====== PASSAGE TO READ
Now that sounds like a professional opinion  :Big Grin:

----------


## Dave A

> Now that sounds like a professional opinion


Trust me - it is!

I just happened to mention this thread in passing and presto  :Whistling: 

Allan - don't say I didn't try for you, mate.

----------


## Alta Murray

As a SA Developer -- I can only agree with you! I have seen some prices that have made mine eyes water. Personally, I am solution orientated, so if you find something that works and that is within your price range, I congratulate you.  No ducking needed.

Software is highly over-priced & I feel that it has spiralled out of control. And boy, try getting assistance if you get stuck!  To my mind I want to speak to the person who developed the software, not a help desk.  And it should be customized to suit individual businesses....you should at least be able to include that.

I believe that developers have forgotten that they are mere pencils in the hand of the business owner, and that we should attribute to said business on all levels, instead of being a headache and a drain on profitability.  We really are not that clever!

Okay, I guess my turn to duck.....

----------


## twinscythe12332

As a SA Developer... I would have to say that I didn't go through the pains of tertiary education to get paid peanuts. if you get your solutions through a solutions based company, then naturally there is going to be a certain extra added on. As for the Developer comment... we are developers. not public relations. we are there behind the scenes. for very good reasons too. I don't need 47 bosses all trying to get me to do their "little" upgrade, phoning me whenever they have a problem. that's what my error checking software is there for. I will admit that a help desk is not brilliant with problems. but then again, they're there as an interface. they aren't the ones who will personally tend to your problems. another thought to consider is my language. telling a programmer that there was an error when I converted that string to an int may help, but to someone who is just using the system, it often won't help out much. as I said before, we are in a highly specialised market. a person may be able to lay a brick in such a way that it isn't professional but will keep a house together, this often isn't the case with programming.
============
- PROBLEM SET:
#1 In the forum thread on software pricing, what does Alta Murray say developers have forgotten?
#2 Reproduce the part of the forum thread that runs from "Software is highly" up to and including "turn to duck.....".
The lines that come next have nothing to do with the forum thread above.
====== RECORDED DATA
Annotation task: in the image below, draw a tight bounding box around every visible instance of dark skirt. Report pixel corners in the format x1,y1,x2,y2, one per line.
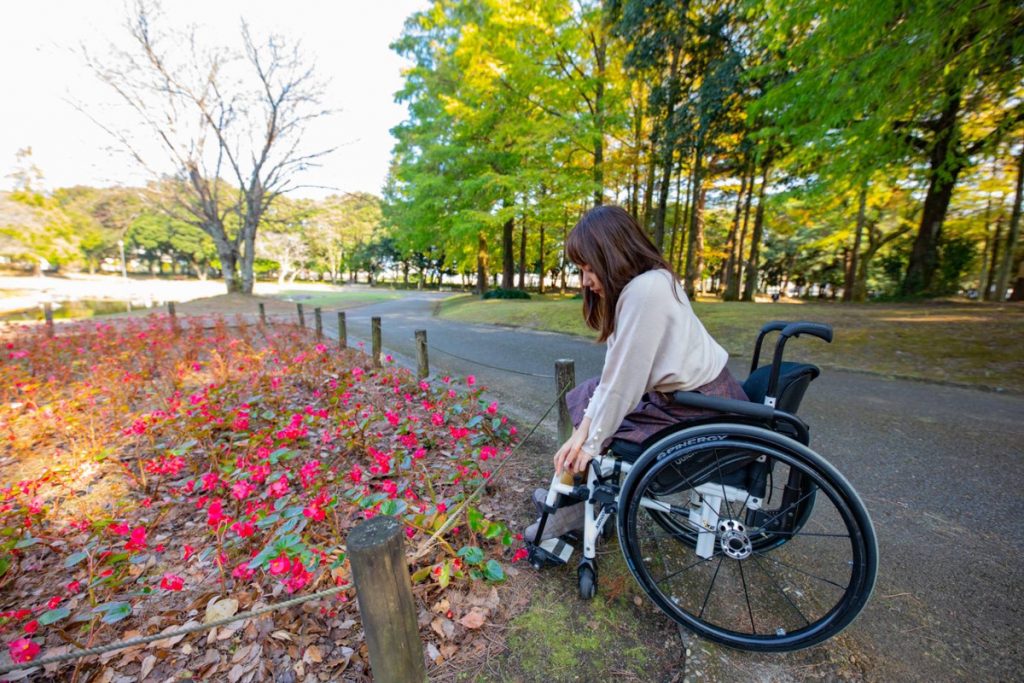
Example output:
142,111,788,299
============
- IN RESPONSE:
#1 That they are mere pencils in the hand of the business owner.

#2
Software is highly over-priced & I feel that it has spiralled out of control. And boy, try getting assistance if you get stuck!  To my mind I want to speak to the person who developed the software, not a help desk.  And it should be customized to suit individual businesses....you should at least be able to include that.

I believe that developers have forgotten that they are mere pencils in the hand of the business owner, and that we should attribute to said business on all levels, instead of being a headache and a drain on profitability.  We really are not that clever!

Okay, I guess my turn to duck.....